* **Extracted text**:
>>>

By Ben Klayman
DETROIT (Reuters) – The investment surge by both new and established automakers in the electric vehicle market is a bonanza for factory equipment manufacturers that supply the highly automated picks and shovels for the prospectors in the EV gold rush.
The good times for the makers of robots and other factory equipment reflect the broader recovery in U.S. manufacturing. After falling post-COVID to $361.8 million in April 2020, new orders surged to almost $506 million in June, according to the U.S. Census Bureau.
Here’s a graphic on U.S. manufacturing new orders: https://tmsnrt.rs/3lVyhlM
New electric vehicle factories, funded by investors who have snapped up newly public shares in companies such as EV start-up Lucid Group Inc are boosting demand. “I’m not sure it’s reached its climax yet. There’s still more to go,” Andrew Lloyd, electromobility segment leader at Stellantis-owned supplier Comau, said in an interview. “Over the next 18 to 24 months, there’s going to be a significant demand coming our way.”
Growth in the EV sector, propelled by the success of Tesla Inc, comes on top of the normal work manufacturing equipment makers do to support production of gasoline-powered vehicles.
Automakers will invest over $37 billion in North American plants from 2019 to 2025, with 15 of 17 new plants in the United States, according to LMC Automotive. Over 77% of that spending will be directed at SUV or EV projects.
Equipment providers are in no rush to add to their nearly full capacity.
“There’s a natural point where we will say ‘No'” to new business, said Comau’s Lloyd. For just one area of a factory, like a paint shop or a body shop, an automaker can easily spend $200 million to $300 million, industry officials said.
‘WILD, WILD WEST’ “This industry is the Wild, Wild West right now,” John Kacsur, vice president of the automotive and tire segment for Rockwell Automation, told Reuters. “There is a mad race to get these new EV variants to market.”Automakers have signed agreements for suppliers to build equipment for 37 EVs between this year and 2023 in North America, according to industry consultant Laurie Harbour. That excludes all the work being done for gasoline-powered vehicles.
“There’s still a pipeline with projects from new EV manufacturers,” said Mathias Christen, a spokesman for Durr AG, which specializes in paint shop equipment and saw its EV business surge about 65% last year. “This is why we don’t see the peak yet.”

<<<

* **Dataset**:

>>>

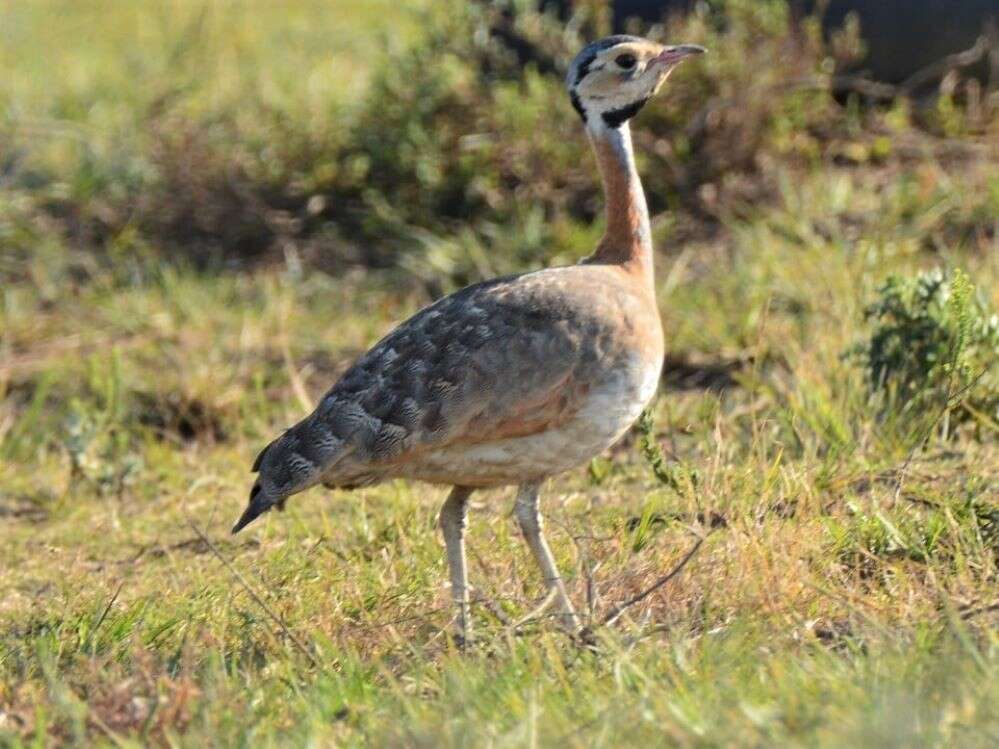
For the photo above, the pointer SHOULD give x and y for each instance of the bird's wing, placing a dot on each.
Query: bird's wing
(496, 360)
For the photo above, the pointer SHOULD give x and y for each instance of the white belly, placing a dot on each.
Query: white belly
(609, 410)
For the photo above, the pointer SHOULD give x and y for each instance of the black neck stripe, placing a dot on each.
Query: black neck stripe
(616, 117)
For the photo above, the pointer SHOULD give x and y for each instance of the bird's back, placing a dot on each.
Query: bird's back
(526, 375)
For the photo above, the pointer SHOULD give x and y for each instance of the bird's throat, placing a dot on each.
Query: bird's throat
(627, 240)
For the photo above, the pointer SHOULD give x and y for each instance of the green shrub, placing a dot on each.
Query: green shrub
(932, 357)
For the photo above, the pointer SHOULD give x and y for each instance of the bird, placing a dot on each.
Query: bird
(512, 380)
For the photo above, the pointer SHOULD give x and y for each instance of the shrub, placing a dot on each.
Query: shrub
(932, 357)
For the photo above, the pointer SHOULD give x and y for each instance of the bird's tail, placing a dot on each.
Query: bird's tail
(259, 504)
(290, 464)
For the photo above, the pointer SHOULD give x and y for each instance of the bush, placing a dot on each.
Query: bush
(933, 354)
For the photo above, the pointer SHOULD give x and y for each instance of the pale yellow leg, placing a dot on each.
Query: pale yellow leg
(531, 525)
(453, 523)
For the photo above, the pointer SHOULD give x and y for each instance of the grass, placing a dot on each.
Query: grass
(845, 592)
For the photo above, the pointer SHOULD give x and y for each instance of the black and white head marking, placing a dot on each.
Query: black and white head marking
(610, 80)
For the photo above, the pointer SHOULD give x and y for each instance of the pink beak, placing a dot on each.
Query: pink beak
(673, 55)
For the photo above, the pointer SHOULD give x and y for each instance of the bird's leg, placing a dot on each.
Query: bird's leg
(529, 517)
(453, 522)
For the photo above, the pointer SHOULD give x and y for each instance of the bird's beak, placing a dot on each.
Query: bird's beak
(671, 56)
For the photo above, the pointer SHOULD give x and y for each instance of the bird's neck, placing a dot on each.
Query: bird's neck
(627, 240)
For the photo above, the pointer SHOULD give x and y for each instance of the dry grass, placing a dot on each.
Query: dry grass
(837, 599)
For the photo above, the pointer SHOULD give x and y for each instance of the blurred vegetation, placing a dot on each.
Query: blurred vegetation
(934, 351)
(208, 210)
(452, 161)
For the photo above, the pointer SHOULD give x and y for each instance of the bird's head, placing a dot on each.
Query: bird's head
(611, 79)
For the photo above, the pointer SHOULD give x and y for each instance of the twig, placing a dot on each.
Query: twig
(968, 613)
(970, 56)
(614, 614)
(253, 594)
(492, 607)
(536, 612)
(107, 609)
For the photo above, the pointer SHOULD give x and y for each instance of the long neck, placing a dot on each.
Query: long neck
(628, 237)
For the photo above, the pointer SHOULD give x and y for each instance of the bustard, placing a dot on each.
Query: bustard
(513, 380)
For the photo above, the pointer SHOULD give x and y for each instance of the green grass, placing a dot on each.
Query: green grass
(845, 593)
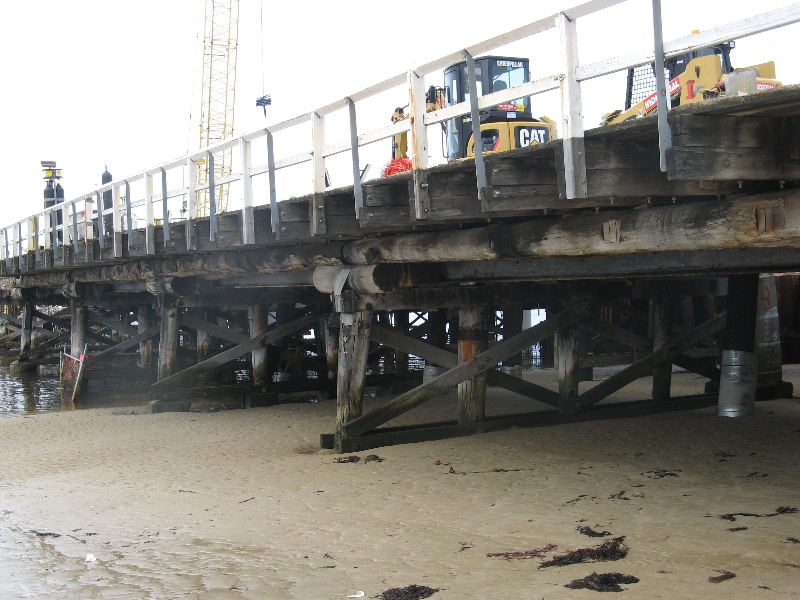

<<<

Extract the part of the article on EV factory equipment from "Automakers will invest" to "nearly full capacity.", without any changes.

Automakers will invest over $37 billion in North American plants from 2019 to 2025, with 15 of 17 new plants in the United States, according to LMC Automotive. Over 77% of that spending will be directed at SUV or EV projects.
Equipment providers are in no rush to add to their nearly full capacity.